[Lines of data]
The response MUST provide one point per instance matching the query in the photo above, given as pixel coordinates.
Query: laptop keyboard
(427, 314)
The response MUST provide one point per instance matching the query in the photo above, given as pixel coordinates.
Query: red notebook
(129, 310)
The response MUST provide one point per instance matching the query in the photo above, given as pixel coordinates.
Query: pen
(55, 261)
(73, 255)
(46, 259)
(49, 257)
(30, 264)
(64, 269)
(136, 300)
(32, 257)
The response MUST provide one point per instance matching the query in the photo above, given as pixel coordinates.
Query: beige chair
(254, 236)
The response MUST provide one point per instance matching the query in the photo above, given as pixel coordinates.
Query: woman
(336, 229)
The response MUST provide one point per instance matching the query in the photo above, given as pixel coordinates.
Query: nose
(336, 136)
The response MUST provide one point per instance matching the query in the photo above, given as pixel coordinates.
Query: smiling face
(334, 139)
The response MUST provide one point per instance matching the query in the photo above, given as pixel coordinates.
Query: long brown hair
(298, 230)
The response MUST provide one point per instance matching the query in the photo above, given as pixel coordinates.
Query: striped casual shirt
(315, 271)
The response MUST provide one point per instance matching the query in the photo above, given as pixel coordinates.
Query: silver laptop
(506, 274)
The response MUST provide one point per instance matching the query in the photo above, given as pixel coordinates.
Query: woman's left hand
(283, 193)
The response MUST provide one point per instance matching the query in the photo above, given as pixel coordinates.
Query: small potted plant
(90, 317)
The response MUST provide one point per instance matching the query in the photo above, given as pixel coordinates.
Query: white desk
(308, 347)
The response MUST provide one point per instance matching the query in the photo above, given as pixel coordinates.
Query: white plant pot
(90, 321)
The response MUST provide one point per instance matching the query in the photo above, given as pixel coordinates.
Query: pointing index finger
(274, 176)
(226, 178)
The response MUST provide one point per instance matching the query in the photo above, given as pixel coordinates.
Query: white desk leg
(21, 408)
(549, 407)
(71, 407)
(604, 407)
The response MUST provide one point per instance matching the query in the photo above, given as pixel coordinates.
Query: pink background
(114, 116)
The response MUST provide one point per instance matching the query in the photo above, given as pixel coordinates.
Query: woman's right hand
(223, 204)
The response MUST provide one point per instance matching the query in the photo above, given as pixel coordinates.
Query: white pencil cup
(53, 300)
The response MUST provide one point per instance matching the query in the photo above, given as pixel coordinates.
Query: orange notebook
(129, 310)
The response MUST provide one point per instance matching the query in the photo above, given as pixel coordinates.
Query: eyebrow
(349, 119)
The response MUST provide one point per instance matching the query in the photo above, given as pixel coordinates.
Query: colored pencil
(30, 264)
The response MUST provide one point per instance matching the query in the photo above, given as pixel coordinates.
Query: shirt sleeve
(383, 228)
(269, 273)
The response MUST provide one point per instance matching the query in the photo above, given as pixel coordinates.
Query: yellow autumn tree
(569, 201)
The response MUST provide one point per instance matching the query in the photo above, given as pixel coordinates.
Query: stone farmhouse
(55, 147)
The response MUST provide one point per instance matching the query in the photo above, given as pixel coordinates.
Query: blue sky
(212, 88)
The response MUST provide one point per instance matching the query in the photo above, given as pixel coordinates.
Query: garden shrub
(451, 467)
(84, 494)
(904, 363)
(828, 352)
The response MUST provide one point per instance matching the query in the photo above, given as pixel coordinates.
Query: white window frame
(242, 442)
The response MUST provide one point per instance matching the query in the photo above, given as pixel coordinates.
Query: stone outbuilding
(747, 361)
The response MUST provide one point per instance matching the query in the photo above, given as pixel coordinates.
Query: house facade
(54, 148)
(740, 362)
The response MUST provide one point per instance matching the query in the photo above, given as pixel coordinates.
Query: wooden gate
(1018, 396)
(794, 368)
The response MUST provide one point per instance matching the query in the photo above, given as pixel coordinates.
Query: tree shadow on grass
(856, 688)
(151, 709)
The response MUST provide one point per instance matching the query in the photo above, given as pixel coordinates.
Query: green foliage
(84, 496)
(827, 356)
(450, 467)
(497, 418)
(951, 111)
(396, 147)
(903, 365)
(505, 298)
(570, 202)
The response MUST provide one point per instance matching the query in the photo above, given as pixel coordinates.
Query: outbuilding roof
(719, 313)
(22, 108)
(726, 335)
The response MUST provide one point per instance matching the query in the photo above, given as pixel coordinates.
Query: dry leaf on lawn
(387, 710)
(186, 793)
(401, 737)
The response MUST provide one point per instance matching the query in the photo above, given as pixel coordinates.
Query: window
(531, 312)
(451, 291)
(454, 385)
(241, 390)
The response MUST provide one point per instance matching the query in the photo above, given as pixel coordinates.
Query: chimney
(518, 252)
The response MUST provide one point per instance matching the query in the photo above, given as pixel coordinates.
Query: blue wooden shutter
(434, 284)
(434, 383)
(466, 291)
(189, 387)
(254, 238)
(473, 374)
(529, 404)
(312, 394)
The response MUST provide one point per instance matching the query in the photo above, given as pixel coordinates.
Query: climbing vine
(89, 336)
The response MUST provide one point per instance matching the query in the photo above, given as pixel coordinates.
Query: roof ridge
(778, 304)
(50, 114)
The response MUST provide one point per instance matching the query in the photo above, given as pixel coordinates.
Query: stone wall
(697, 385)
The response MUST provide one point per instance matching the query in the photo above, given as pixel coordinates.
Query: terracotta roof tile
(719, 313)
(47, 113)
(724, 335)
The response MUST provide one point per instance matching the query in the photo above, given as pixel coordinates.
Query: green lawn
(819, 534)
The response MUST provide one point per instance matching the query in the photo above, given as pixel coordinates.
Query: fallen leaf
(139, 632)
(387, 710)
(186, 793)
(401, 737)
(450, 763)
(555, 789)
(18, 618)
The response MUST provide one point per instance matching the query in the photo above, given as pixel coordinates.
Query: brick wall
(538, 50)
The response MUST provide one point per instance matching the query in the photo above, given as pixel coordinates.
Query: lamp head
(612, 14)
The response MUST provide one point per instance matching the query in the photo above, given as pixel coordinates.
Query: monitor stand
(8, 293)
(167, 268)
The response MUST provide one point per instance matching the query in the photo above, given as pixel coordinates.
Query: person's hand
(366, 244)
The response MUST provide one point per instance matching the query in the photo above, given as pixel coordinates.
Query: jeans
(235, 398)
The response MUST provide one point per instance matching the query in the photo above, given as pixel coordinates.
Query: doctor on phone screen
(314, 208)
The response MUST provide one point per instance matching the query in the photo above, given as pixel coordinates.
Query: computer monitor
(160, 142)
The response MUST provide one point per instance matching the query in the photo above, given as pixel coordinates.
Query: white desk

EXERCISE OBJECTIVE:
Take the material above and return all of it exactly.

PROBLEM SOLUTION:
The response MUST provide one point per instance matching the query in the photo above, given as pixel coordinates.
Query: laptop keyboard
(427, 314)
The response MUST provide one point per instance matching the query in the photo above, given as pixel coordinates.
Query: red notebook
(129, 310)
The response MUST provide one point per instance matching the query in the photo above, given as pixel coordinates.
Query: pen
(55, 261)
(73, 255)
(46, 259)
(49, 257)
(30, 264)
(64, 269)
(136, 300)
(32, 257)
The response MUST provide one point per instance matching the query in the photo above, given as pixel coordinates.
Query: beige chair
(254, 236)
The response MUST provide one point per instance matching the query in the photo above, given as pixel coordinates.
Query: woman
(336, 229)
The response MUST provide one point per instance matching the query in the photo above, given as pixel coordinates.
Query: nose
(336, 136)
The response MUST provide one point per instance matching the query in the photo above, given as pixel coordinates.
Query: smiling face
(334, 139)
The response MUST provide one point per instance matching the query in the photo above, given as pixel coordinates.
Query: long brown hair
(298, 230)
The response MUST provide one point per instance matching the query in the photo above, given as pixel coordinates.
Query: striped casual shirt
(315, 271)
The response MUST provide one point per instance matching the query in the photo above, given as pixel coordinates.
Query: silver laptop
(506, 274)
The response MUST provide one point per instance matching the query in the photo above, given as pixel coordinates.
Query: woman's left hand
(283, 193)
The response MUST provide one point per instance matching the query in the photo above, given as pixel coordinates.
Query: small potted plant
(90, 317)
The response MUST provide one point per instance matching the query in the photo above, given as pixel coordinates.
Query: white desk
(308, 347)
The response MUST provide one point per instance matching the query in the photo above, given as pixel coordinates.
Query: white plant pot
(90, 321)
The response MUST provide one point per instance matching the query in the photo above, given as pixel coordinates.
Query: pointing index finger
(274, 176)
(226, 178)
The response MUST provide one point per instance matching the query in the photo above, given as pixel coordinates.
Query: white desk leg
(21, 408)
(549, 407)
(71, 407)
(604, 407)
The response MUST provide one point per instance matching the query in the photo above, given as pixel coordinates.
Query: pink background
(114, 116)
The response MUST provide one point per instance matching the query in the photo above, given as pixel coordinates.
Query: woman's right hand
(223, 204)
The response MUST provide one point per instance matching the query in the photo above, given as pixel coordinates.
Query: white pencil cup
(53, 300)
The response MUST provide one point per instance matching the query in the photo above, given as pixel coordinates.
Query: orange notebook
(129, 310)
The response MUST provide one point per instance matching the query in the photo above, given as pixel coordinates.
Query: eyebrow
(349, 119)
The response MUST provide one point per instance matching the query in the photo above, given as pixel coordinates.
Query: colored pencil
(30, 264)
The response MUST provide one point per instance matching the query in the photo above, given as pixel coordinates.
Query: shirt sleeve
(383, 228)
(269, 273)
The response MUST provide one point per instance matching the query in the photo above, given as pixel coordinates.
Query: yellow autumn tree
(569, 201)
The response MUST provide one point per instance matching the query in the photo above, given as pixel coordinates.
Query: stone farmhouse
(55, 147)
The response MUST provide one point per instance matching the query in the photo above, given as pixel coordinates.
Query: blue sky
(212, 88)
The response MUST provide one point per instance matching the query in the photo above, given as pixel coordinates.
Query: garden shrub
(451, 467)
(84, 494)
(904, 363)
(828, 352)
The response MUST provide one point per instance matching the query in the photo above, given as pixel coordinates.
Query: white window frame
(242, 442)
The response MUST provide one point per instance matching the query in the photo above, given as pixel coordinates.
Query: stone outbuilding
(747, 361)
The response MUST provide one point per instance matching the query in the photo above, given as pixel coordinates.
Query: house facade
(54, 148)
(740, 362)
The response MUST provide one point per instance matching the query in the photo above, given as pixel coordinates.
Query: wooden gate
(1018, 396)
(794, 368)
The response MUST provide one point per instance matching the query in the photo above, given as pixel coordinates.
Query: tree shadow on grass
(856, 688)
(151, 709)
The response MUST provide one point per instance matching the query in the photo above, given as pixel coordinates.
Query: green foliage
(84, 496)
(827, 356)
(450, 467)
(497, 418)
(951, 111)
(396, 147)
(903, 365)
(505, 298)
(570, 202)
The response MUST provide one point per instance matching the query in the photo above, given as pixel coordinates.
Query: outbuilding roof
(719, 313)
(22, 108)
(726, 335)
The response MUST provide one point per instance matching the query in the photo above, given as pixel coordinates.
Query: dry leaf on lawn
(387, 710)
(186, 793)
(401, 737)
The response MUST provide one point per instance matching the query in the photo above, given as pixel coordinates.
Query: window
(531, 312)
(451, 291)
(454, 385)
(241, 390)
The response MUST provide one point per instance matching the query in the photo above, given as pixel coordinates.
Query: chimney
(518, 252)
The response MUST provide one point per instance matching the query in the photo above, given as pixel coordinates.
Query: blue wooden shutter
(434, 284)
(434, 383)
(466, 291)
(189, 387)
(254, 238)
(473, 374)
(529, 404)
(312, 394)
The response MUST provide one point per instance matching the query in the photo above, given as pixel coordinates.
Query: climbing vine
(89, 336)
The response MUST provide one point per instance matching the query in the photo above, given as pixel coordinates.
Query: roof ridge
(778, 304)
(50, 114)
The response MUST provide one point per instance matching the query in the photo above, given as pixel coordinates.
Query: stone wall
(697, 385)
The response MUST provide one point per instance matching the query in the photo above, given as pixel coordinates.
Query: terracotta roof tile
(719, 313)
(47, 113)
(724, 335)
The response MUST provide one point per instance matching the query in the photo above, given as pixel coordinates.
Query: green lawn
(819, 534)
The response MUST provide one point per instance matching the query in the photo above, given as pixel coordinates.
Query: fallen leaf
(139, 632)
(387, 710)
(186, 793)
(401, 737)
(450, 763)
(555, 789)
(18, 618)
The response MUST provide one point per instance matching the query in the photo above, given as pixel coordinates.
Query: brick wall
(538, 50)
The response MUST provide one point per instance matching the query in the photo above, given as pixel coordinates.
Query: lamp head
(612, 14)
The response MUST provide one point per instance matching the query in the photo above, given as pixel coordinates.
Query: monitor stand
(8, 293)
(167, 268)
The response MUST provide one point per instance matching the query in the photo above, given as pixel coordinates.
Query: person's hand
(366, 244)
The response MUST provide one point per instance matching the query in the photo above, given as pixel coordinates.
Query: jeans
(235, 398)
The response MUST provide one point per instance matching the query in the photo above, given as pixel coordinates.
Query: doctor on phone screen
(314, 208)
The response MUST provide one point per instance matching the query in the photo above, given as pixel coordinates.
Query: computer monitor
(160, 142)
The response MUST provide one point per instance matching the query in the photo above, given as pixel coordinates.
Query: white desk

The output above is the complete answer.